→ GOAL OF THE EXERCISE:
If you tally the lines in the items below, how many include the word "wall"? Reply with the number alone.

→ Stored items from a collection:
----------
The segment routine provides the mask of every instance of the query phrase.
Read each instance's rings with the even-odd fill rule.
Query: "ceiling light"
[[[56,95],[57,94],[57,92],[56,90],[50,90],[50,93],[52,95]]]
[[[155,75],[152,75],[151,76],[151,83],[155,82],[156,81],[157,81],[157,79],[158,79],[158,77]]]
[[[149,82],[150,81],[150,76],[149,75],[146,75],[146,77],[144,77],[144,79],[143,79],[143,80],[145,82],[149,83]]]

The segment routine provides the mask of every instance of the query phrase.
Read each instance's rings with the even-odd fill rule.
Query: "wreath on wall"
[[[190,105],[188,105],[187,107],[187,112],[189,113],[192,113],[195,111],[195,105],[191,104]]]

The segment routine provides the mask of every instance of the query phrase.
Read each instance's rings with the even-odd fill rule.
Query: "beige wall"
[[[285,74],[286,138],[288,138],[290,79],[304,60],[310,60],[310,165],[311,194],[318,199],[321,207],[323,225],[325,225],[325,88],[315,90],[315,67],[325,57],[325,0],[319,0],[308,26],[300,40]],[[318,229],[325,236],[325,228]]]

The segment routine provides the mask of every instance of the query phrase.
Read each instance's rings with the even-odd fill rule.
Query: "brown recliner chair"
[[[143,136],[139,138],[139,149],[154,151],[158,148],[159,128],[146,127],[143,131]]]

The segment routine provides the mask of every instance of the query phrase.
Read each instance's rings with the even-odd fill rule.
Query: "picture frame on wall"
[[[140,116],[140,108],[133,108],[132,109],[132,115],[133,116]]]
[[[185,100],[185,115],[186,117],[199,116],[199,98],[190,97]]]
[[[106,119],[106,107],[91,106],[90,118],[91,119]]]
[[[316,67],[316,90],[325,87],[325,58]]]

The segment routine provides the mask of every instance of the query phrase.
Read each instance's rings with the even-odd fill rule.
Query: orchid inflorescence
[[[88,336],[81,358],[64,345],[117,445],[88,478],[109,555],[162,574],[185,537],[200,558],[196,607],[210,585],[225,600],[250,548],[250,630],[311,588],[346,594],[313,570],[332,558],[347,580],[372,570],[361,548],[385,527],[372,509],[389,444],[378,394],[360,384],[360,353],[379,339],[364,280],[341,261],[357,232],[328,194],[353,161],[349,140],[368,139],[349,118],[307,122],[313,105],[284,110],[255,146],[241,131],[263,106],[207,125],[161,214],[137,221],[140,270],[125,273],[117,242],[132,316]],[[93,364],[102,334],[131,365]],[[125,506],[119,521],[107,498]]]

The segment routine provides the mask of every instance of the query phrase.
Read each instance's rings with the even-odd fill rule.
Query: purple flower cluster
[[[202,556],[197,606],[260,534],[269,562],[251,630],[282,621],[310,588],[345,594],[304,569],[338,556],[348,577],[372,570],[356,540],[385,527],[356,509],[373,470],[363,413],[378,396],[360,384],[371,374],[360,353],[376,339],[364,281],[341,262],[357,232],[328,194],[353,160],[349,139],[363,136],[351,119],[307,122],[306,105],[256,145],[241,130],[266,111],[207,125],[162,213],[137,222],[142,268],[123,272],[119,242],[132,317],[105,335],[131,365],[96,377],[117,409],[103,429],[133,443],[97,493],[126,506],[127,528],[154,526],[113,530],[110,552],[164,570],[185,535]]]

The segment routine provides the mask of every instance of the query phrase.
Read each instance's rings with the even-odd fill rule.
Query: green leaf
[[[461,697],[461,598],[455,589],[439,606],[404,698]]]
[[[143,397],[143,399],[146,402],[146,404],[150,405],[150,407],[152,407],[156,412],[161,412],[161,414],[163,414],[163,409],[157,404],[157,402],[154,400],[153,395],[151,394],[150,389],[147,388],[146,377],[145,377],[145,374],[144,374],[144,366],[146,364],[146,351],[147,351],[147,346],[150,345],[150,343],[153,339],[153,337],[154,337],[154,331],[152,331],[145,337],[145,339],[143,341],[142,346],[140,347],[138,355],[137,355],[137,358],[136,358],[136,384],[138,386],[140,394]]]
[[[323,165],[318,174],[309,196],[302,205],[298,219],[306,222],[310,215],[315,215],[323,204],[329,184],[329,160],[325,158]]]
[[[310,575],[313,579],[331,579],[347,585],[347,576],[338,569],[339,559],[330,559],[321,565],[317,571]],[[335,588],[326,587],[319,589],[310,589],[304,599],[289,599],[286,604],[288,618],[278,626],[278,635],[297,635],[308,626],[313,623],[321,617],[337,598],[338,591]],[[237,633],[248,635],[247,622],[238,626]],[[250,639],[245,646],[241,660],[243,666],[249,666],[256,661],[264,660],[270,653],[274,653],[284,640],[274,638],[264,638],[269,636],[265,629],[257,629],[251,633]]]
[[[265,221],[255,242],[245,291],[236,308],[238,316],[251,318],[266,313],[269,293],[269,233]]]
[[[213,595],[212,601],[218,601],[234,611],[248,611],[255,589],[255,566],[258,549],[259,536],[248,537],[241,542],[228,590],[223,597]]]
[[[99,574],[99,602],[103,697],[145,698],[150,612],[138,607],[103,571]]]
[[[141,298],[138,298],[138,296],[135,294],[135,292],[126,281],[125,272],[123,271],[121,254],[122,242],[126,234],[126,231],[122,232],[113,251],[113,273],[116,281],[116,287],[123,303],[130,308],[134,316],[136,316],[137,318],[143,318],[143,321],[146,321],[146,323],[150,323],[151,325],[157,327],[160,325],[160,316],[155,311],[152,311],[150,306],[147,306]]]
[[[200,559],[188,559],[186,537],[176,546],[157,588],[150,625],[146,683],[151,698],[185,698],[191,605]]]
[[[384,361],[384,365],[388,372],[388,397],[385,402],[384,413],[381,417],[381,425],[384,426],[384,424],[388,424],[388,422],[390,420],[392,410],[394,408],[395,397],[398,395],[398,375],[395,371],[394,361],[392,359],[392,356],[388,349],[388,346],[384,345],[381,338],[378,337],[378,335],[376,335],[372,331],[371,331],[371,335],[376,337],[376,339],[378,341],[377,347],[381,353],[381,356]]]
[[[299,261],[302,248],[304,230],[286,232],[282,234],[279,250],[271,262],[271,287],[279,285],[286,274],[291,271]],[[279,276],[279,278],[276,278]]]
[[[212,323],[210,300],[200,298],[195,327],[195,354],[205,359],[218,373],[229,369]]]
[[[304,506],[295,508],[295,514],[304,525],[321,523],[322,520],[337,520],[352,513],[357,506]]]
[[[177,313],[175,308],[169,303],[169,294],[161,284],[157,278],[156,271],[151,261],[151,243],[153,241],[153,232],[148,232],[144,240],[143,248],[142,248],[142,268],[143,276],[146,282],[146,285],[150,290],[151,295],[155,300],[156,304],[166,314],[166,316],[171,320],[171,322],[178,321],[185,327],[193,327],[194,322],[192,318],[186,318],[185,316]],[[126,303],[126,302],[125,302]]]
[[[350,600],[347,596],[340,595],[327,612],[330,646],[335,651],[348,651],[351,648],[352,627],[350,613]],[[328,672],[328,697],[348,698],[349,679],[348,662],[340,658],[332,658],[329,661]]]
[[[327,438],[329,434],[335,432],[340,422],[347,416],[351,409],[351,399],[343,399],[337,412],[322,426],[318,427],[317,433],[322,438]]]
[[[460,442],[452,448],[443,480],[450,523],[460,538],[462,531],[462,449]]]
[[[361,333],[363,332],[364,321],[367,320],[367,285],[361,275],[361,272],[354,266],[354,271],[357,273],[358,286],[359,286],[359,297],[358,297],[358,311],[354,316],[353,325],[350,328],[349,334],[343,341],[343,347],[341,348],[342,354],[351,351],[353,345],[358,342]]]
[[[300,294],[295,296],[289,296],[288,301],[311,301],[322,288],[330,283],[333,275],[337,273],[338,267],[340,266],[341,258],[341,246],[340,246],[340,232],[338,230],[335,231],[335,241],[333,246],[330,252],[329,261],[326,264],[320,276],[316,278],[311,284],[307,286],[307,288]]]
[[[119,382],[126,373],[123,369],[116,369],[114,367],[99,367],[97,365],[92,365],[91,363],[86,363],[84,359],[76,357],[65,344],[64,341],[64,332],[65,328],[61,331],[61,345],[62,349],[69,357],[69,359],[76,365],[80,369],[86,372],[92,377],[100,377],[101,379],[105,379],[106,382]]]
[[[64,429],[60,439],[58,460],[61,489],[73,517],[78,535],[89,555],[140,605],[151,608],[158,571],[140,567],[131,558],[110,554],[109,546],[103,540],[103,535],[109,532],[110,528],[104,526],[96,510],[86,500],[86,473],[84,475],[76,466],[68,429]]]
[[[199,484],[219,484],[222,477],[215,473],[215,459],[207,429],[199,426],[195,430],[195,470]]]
----------
→ TASK ANSWER:
3